TEXTO FORNECIDO:
Fome, Violência e Política no Brasil

 

 

A Fundação Getúlio Vargas lançou o Mapa da Fome II em que detalha, por região, a situação de miséria do povo brasileiro. No Rio de Janeiro e em Pernambuco, localiza nas favelas o nó górdio do problema onde a pobreza se concentra. Segundo os estudos, 1/3 da população do país, 58 milhões, recebe menos ou até R$ 79 por mês. Os 5 estados com mais pobres e respectivos percentuais de pobreza são: Maranhão, 68, 42%; Alagoas, 63, 75%; Piauí, 63,30%; Ceará, 58, 65% e Bahia, 57,89%. Os 5 estados com menos pobres e respectivos percentuais são: Rio de Janeiro, 19,45%; Rio Grande do Sul, 18,36%; Distrito Federal, 17,06%; Santa Catarina, 15,36% e São Paulo, 14, 25%. Com este mapa alardeia a imprensa burguesa que a miséria chegou a todos os pontos do país. O Mapa da Fome de Josué de Castro encontrou uma nova geopolítica e que difere da herança da economia agro-exportadora, que até então explicava este flagelo social nas regiões do Nordeste e Norte do país. Agora, o problema é encontrar as causas desta nova lógica em que se espalha a pobreza no país e com ela, suas irmãs inseparáveis: a violência e a política do clientelismo e do curral eleitoral.

EXTRATO DE DADOS:
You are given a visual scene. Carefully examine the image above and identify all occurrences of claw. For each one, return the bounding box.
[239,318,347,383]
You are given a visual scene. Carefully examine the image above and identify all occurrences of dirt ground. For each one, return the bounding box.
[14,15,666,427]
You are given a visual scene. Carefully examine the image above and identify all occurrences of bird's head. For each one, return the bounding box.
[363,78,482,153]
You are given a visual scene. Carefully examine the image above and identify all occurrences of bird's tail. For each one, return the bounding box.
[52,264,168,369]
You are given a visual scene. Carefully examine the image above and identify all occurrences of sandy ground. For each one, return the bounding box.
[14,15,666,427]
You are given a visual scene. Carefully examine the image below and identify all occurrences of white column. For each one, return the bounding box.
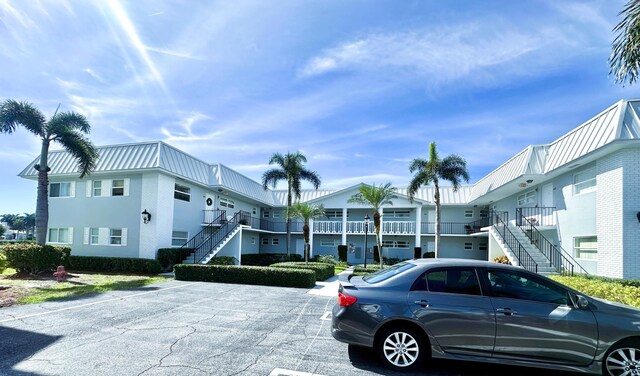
[342,208,347,245]
[416,206,422,250]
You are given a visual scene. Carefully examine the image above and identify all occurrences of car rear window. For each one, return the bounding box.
[362,262,415,283]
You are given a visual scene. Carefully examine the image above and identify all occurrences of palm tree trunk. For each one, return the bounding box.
[433,179,440,258]
[287,181,291,256]
[36,139,49,245]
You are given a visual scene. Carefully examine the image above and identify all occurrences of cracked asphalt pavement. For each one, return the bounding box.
[0,281,576,376]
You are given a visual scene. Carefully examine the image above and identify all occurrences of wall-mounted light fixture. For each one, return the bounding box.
[142,209,151,224]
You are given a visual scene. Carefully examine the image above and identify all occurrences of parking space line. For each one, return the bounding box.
[0,282,195,324]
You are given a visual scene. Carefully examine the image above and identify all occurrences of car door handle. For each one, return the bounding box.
[496,308,518,316]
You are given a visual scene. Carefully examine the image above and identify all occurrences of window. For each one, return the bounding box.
[384,210,411,218]
[220,197,236,209]
[93,180,102,197]
[173,183,191,202]
[49,227,72,244]
[411,269,481,295]
[518,191,536,206]
[171,231,189,247]
[49,182,73,197]
[573,168,596,195]
[382,240,409,248]
[487,270,570,305]
[573,236,598,260]
[109,228,122,245]
[111,179,124,196]
[89,228,100,245]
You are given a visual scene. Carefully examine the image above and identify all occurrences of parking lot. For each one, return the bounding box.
[0,281,576,376]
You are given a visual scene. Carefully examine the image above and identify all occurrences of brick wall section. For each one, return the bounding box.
[596,148,640,279]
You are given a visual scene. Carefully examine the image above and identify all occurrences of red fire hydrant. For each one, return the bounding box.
[53,265,67,282]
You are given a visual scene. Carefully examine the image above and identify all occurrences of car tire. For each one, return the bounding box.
[376,326,429,371]
[602,340,640,376]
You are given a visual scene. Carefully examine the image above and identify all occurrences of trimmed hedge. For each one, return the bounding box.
[2,243,71,274]
[174,264,316,288]
[156,248,193,270]
[271,262,336,281]
[207,256,237,265]
[242,253,302,266]
[65,256,162,274]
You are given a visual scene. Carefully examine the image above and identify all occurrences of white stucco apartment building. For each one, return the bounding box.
[20,100,640,278]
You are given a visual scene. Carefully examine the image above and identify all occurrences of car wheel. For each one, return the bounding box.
[376,327,428,371]
[602,341,640,376]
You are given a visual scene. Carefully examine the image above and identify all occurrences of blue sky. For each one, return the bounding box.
[0,0,638,214]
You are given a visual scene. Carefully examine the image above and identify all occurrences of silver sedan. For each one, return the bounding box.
[332,259,640,376]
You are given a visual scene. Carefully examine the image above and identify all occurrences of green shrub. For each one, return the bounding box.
[156,248,193,271]
[313,255,336,264]
[550,276,640,307]
[2,243,71,274]
[242,253,302,266]
[66,256,162,274]
[207,256,237,265]
[338,245,349,262]
[271,262,335,281]
[353,264,381,276]
[174,264,316,288]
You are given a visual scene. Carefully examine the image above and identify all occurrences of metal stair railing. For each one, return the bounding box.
[180,210,227,254]
[493,215,538,273]
[516,208,589,275]
[193,211,251,264]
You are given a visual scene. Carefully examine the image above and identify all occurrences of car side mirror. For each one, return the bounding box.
[578,295,589,309]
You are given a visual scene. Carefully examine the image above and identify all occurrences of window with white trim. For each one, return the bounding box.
[573,236,598,260]
[384,210,411,218]
[173,183,191,202]
[111,179,124,196]
[89,227,100,245]
[48,227,73,244]
[220,197,236,209]
[518,190,536,206]
[171,231,189,247]
[573,168,596,195]
[382,240,409,248]
[49,182,75,197]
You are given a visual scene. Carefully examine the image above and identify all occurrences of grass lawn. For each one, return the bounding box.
[0,270,168,307]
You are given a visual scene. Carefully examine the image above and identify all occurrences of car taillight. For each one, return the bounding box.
[338,292,358,307]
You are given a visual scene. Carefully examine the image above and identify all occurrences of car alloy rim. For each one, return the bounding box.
[607,347,640,376]
[383,332,420,367]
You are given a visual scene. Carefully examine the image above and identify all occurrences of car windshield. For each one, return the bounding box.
[362,262,415,283]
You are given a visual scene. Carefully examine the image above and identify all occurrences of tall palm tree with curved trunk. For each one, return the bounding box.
[0,99,98,245]
[347,183,398,267]
[407,142,469,257]
[262,151,321,255]
[609,0,640,84]
[287,202,325,264]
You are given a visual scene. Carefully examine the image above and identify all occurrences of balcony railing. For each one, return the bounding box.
[516,207,556,227]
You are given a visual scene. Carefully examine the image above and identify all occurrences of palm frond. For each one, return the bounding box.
[0,99,46,137]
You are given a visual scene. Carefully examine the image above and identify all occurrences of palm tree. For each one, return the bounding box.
[0,99,98,245]
[347,183,398,267]
[609,0,640,84]
[287,202,325,264]
[407,142,469,257]
[262,151,320,255]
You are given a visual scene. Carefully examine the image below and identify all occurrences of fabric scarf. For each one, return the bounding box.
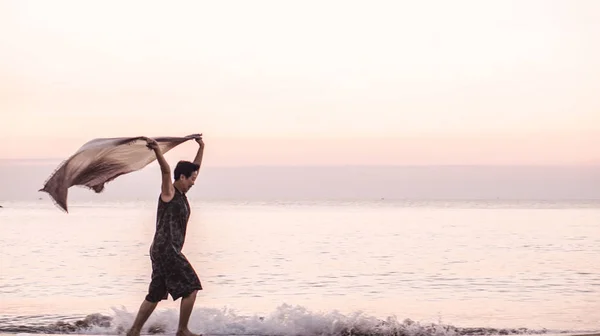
[39,134,198,212]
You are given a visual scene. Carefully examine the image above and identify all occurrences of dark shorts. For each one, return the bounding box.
[146,249,202,302]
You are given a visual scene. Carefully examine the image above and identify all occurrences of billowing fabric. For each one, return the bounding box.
[146,188,202,302]
[39,134,198,212]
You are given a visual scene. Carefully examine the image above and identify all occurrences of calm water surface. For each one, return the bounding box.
[0,201,600,333]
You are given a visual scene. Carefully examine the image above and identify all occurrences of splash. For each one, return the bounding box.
[0,304,548,336]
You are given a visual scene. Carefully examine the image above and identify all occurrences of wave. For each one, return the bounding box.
[0,304,567,336]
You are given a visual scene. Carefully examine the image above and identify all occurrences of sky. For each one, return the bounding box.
[0,0,600,166]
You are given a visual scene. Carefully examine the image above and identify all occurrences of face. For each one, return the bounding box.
[179,171,198,192]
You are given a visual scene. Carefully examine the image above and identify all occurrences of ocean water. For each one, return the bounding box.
[0,200,600,335]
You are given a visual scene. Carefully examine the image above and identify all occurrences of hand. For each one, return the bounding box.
[194,134,204,148]
[145,138,159,150]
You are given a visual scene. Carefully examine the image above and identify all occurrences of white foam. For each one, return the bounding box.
[94,304,457,336]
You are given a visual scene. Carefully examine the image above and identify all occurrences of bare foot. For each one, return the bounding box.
[127,329,140,336]
[175,329,202,336]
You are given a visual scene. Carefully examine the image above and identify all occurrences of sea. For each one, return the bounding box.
[0,164,600,336]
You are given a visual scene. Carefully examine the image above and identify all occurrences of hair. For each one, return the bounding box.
[173,161,200,181]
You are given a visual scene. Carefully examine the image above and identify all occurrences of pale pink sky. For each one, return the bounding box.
[0,0,600,165]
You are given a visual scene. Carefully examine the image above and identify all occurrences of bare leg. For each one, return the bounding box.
[176,291,198,336]
[127,300,158,336]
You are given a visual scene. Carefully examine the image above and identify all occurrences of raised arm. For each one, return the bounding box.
[194,134,204,166]
[146,138,175,202]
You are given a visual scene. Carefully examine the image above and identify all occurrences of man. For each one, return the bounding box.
[127,135,204,336]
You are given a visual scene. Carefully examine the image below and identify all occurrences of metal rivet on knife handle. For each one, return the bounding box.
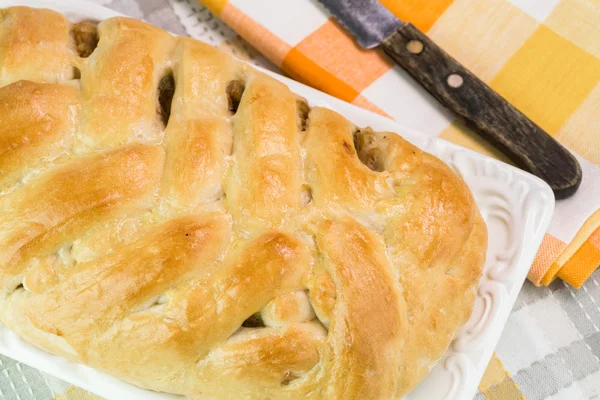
[447,74,464,88]
[381,23,581,199]
[406,40,423,54]
[319,0,581,199]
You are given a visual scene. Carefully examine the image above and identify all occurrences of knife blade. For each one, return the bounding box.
[319,0,582,199]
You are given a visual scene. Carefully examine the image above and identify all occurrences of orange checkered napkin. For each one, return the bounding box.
[200,0,600,287]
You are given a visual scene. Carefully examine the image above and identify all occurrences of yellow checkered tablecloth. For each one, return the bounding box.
[201,0,600,287]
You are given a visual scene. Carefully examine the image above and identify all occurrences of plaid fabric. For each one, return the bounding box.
[0,0,600,400]
[201,0,600,287]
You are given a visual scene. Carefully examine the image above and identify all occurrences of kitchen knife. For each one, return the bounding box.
[319,0,582,199]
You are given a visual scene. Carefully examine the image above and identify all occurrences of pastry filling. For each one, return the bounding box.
[227,80,245,114]
[158,71,175,126]
[71,21,99,58]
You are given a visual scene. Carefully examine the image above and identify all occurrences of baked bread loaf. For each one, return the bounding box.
[0,7,487,400]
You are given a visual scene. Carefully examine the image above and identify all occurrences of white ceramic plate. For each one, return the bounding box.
[0,0,554,400]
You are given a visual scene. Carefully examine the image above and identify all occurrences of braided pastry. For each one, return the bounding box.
[0,7,487,400]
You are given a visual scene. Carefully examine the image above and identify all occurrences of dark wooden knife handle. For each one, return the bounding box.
[382,24,581,199]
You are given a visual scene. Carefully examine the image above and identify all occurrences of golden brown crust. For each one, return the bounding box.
[0,7,487,400]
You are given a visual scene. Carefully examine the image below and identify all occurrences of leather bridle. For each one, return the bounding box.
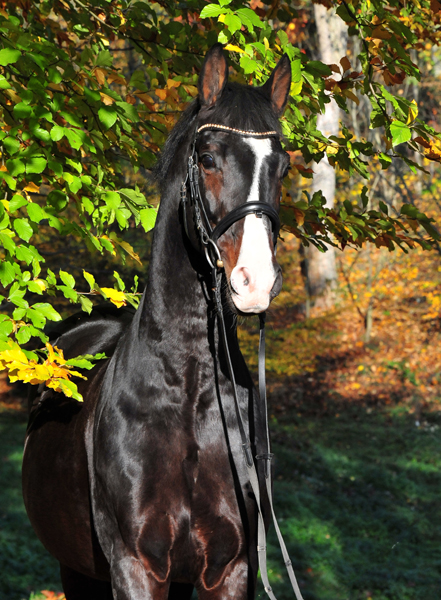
[181,123,303,600]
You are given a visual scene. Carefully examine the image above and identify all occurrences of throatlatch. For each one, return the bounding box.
[181,123,303,600]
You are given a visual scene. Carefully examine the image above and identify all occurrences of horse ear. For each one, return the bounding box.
[198,44,228,108]
[262,54,291,117]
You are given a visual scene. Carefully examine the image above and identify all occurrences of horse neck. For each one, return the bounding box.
[137,179,227,353]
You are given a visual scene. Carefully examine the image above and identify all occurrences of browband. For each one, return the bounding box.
[196,123,279,137]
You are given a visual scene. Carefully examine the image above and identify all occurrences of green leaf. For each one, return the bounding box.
[236,8,262,28]
[78,294,93,315]
[15,325,31,344]
[103,192,121,210]
[26,202,46,223]
[26,156,47,174]
[64,127,83,150]
[6,158,26,177]
[390,121,412,146]
[119,188,148,206]
[201,4,225,19]
[378,152,392,170]
[15,246,33,264]
[50,125,65,142]
[305,60,332,77]
[13,219,34,242]
[0,75,11,90]
[58,285,78,302]
[0,48,21,67]
[3,137,20,154]
[13,102,32,119]
[240,54,258,75]
[26,304,46,327]
[95,50,113,67]
[0,232,16,256]
[98,106,118,129]
[0,315,14,335]
[0,260,15,287]
[139,208,158,232]
[400,203,419,219]
[8,283,29,308]
[224,14,242,34]
[32,302,61,324]
[60,270,75,289]
[47,67,63,84]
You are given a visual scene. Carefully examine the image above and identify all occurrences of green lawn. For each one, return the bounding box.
[261,407,441,600]
[0,408,61,600]
[0,407,441,600]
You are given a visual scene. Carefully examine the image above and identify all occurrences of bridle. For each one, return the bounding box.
[181,123,280,268]
[181,123,303,600]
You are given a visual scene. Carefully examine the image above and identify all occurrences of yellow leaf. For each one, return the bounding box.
[23,181,40,194]
[107,73,127,85]
[291,79,303,96]
[101,288,127,308]
[33,279,46,292]
[225,44,244,54]
[407,100,418,125]
[110,231,142,266]
[343,90,360,104]
[94,69,107,85]
[167,79,181,89]
[100,92,115,106]
[155,90,167,100]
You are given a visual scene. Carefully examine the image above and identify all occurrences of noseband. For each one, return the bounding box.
[181,123,280,268]
[181,123,303,600]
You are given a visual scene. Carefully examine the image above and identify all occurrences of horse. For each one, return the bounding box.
[23,44,291,600]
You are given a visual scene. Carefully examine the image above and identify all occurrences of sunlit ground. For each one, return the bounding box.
[0,238,441,600]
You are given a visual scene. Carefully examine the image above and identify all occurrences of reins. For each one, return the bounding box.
[181,123,303,600]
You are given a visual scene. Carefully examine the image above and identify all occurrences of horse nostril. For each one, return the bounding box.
[270,265,283,300]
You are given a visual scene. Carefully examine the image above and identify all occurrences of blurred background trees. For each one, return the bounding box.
[0,0,441,600]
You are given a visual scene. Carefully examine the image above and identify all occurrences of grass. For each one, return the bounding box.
[0,406,441,600]
[0,408,61,600]
[260,406,441,600]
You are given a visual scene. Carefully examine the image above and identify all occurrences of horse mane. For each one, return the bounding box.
[153,82,280,187]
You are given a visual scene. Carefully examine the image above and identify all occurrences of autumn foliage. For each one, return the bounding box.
[0,0,441,397]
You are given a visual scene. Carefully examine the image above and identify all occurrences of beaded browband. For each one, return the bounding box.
[196,123,279,137]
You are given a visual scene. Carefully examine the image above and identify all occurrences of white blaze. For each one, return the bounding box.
[231,138,276,312]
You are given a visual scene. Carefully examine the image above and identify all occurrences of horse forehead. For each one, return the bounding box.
[243,138,273,177]
[239,138,273,202]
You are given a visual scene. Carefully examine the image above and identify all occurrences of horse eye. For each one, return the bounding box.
[201,154,214,169]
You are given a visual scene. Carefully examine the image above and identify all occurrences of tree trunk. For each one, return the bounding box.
[305,4,348,308]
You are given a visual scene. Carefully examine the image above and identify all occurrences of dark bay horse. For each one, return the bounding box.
[23,44,291,600]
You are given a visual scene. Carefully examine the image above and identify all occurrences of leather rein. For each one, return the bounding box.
[181,123,303,600]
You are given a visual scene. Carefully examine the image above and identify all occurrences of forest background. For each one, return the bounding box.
[0,0,441,600]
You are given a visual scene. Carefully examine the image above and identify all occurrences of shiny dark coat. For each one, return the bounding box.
[23,45,290,600]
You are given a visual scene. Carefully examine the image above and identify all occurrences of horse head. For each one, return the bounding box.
[190,44,291,313]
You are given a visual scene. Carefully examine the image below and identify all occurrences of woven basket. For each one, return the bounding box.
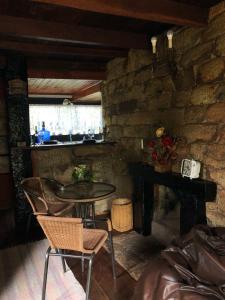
[111,198,133,232]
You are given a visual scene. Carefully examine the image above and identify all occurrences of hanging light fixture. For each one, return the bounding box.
[151,30,176,74]
[62,98,73,105]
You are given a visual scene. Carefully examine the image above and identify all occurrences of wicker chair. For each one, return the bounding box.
[37,215,116,300]
[21,177,74,237]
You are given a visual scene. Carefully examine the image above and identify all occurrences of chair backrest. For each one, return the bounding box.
[37,216,84,252]
[21,177,48,214]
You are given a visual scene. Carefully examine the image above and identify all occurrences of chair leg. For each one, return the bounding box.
[109,231,116,279]
[86,254,94,300]
[26,213,33,241]
[81,253,84,273]
[91,202,96,227]
[41,247,51,300]
[57,249,66,273]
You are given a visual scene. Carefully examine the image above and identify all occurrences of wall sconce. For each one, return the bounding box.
[166,30,173,49]
[151,36,157,72]
[151,30,176,75]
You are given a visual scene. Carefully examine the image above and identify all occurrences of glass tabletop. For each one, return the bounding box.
[56,182,116,202]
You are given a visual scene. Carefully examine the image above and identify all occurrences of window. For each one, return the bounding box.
[29,104,102,135]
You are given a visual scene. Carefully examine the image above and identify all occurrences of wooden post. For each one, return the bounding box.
[5,53,32,233]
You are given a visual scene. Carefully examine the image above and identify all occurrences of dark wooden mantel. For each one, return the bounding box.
[129,163,217,235]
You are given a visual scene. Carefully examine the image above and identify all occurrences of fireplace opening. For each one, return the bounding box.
[152,185,180,244]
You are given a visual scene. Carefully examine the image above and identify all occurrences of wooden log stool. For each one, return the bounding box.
[111,198,133,232]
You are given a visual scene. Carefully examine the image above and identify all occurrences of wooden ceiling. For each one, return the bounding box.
[0,0,220,101]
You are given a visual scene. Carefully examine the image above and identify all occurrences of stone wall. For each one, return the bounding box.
[102,1,225,225]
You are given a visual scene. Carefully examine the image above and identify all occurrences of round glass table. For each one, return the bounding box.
[55,182,116,219]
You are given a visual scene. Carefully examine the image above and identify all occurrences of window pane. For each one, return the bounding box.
[29,104,102,135]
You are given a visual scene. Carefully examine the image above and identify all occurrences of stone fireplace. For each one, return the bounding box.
[102,1,225,226]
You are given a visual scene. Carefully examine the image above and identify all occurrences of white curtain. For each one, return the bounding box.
[29,104,102,135]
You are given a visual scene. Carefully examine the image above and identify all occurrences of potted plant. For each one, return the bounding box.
[72,164,93,183]
[148,127,178,172]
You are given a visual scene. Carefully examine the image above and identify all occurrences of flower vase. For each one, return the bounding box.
[154,161,172,173]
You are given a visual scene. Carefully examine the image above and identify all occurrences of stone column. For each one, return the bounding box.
[5,54,32,232]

INSTRUÇÃO 1: De acordo com o texto fornecido, quantas pessoas no país recebem menos ou até R$ 79 por mês?
INSTRUÇÃO 2: Com base no texto fornecido, explique por que a herança da economia agroexportadora já não basta para explicar a pobreza no Brasil.

RESPOSTA ESCRITA 1: São 58 milhões de pessoas, o equivalente a um terço da população do país.

RESPOSTA ESCRITA 2: Essa herança explicava a miséria apenas nas regiões Nordeste e Norte. O novo mapa mostra a pobreza espalhada por todos os pontos do país, inclusive nas favelas do Rio de Janeiro e de Pernambuco, numa geopolítica diferente. Por isso, agora é preciso encontrar as causas dessa nova lógica.